### WORK INSTRUCTION
Your answer should be the lines from the one containing "Reviewer note: see that each instance of the interior" through the final line below, copied exactly.

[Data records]
=== Section Start ===

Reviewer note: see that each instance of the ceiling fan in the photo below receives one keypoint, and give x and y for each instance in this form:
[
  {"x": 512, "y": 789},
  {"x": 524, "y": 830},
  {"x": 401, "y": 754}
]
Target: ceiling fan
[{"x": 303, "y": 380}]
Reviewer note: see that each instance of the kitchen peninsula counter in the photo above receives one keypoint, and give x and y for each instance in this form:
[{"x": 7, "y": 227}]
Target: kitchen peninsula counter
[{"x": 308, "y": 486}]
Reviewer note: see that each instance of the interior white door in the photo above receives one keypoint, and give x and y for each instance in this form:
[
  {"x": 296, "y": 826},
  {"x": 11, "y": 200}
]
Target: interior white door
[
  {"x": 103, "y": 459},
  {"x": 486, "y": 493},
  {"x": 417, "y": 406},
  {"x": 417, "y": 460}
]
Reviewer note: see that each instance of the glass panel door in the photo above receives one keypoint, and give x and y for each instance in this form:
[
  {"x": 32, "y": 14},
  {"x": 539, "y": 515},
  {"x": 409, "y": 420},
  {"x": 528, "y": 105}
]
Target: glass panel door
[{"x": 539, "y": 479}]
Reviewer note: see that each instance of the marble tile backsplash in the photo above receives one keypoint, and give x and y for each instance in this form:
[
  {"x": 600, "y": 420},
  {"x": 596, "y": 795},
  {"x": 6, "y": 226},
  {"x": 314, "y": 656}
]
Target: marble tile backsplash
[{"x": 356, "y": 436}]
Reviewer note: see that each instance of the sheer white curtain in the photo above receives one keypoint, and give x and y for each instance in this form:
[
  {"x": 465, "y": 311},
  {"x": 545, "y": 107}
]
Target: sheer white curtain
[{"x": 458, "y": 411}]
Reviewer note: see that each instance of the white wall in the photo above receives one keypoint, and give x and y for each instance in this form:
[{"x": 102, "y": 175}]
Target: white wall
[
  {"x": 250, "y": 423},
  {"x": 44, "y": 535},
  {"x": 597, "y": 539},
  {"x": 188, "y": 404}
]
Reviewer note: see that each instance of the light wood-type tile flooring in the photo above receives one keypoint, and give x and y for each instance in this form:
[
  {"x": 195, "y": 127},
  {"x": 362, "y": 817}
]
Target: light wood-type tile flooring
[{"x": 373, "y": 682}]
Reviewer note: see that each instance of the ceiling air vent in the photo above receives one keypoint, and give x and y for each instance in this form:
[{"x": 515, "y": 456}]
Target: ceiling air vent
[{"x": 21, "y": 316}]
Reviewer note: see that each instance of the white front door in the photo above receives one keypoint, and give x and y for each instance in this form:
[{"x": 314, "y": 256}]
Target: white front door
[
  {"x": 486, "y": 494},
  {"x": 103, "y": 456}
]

=== Section End ===

### REPLY TO THE TASK
Reviewer note: see that each instance of the interior white door in the photo above receives one keypoint, and give x and y for each instance in this form:
[
  {"x": 296, "y": 826},
  {"x": 11, "y": 200}
]
Target: interior white door
[
  {"x": 103, "y": 459},
  {"x": 486, "y": 493},
  {"x": 417, "y": 406},
  {"x": 417, "y": 460}
]
Reviewer note: see that each instance of the glass panel door in the photo above receives one keypoint, and give x and y for each instance in this form:
[
  {"x": 32, "y": 14},
  {"x": 539, "y": 515},
  {"x": 409, "y": 420},
  {"x": 528, "y": 105}
]
Target: glass panel door
[{"x": 539, "y": 479}]
Reviewer note: see that each instance of the marble tile backsplash in the photo above receives one keypoint, and give x and y for each instance in this form:
[
  {"x": 600, "y": 420},
  {"x": 596, "y": 795},
  {"x": 6, "y": 226},
  {"x": 314, "y": 656}
]
Target: marble tile backsplash
[{"x": 356, "y": 436}]
Reviewer note: see that each instance of the sheer white curtain in the photo above receives one keypoint, and give x and y for each instance in this form:
[
  {"x": 465, "y": 311},
  {"x": 545, "y": 107}
]
Target: sheer white curtain
[{"x": 458, "y": 411}]
Reviewer note: see that each instance of the white wall in the photo above receives one keypoint, and give x and y for each instance in this form:
[{"x": 102, "y": 175}]
Target: white wall
[
  {"x": 250, "y": 423},
  {"x": 44, "y": 535},
  {"x": 597, "y": 539},
  {"x": 188, "y": 404}
]
Reviewer note: see that each instance of the light wood-type tile flooring in the photo above receives one keypoint, and give x and y for each instance in this form:
[
  {"x": 195, "y": 127},
  {"x": 362, "y": 817}
]
Target: light wood-type tile flooring
[{"x": 373, "y": 682}]
Reviewer note: see that each instance of the ceiling air vent in the photo above receives one keypoint, and give x and y for each instance in this form:
[{"x": 515, "y": 456}]
Target: ceiling air vent
[{"x": 21, "y": 316}]
Reviewer note: see that each instance of the white front door in the photo above receives one keypoint, and give x and y for each instance in this form:
[{"x": 314, "y": 256}]
Target: white front door
[
  {"x": 486, "y": 494},
  {"x": 103, "y": 456}
]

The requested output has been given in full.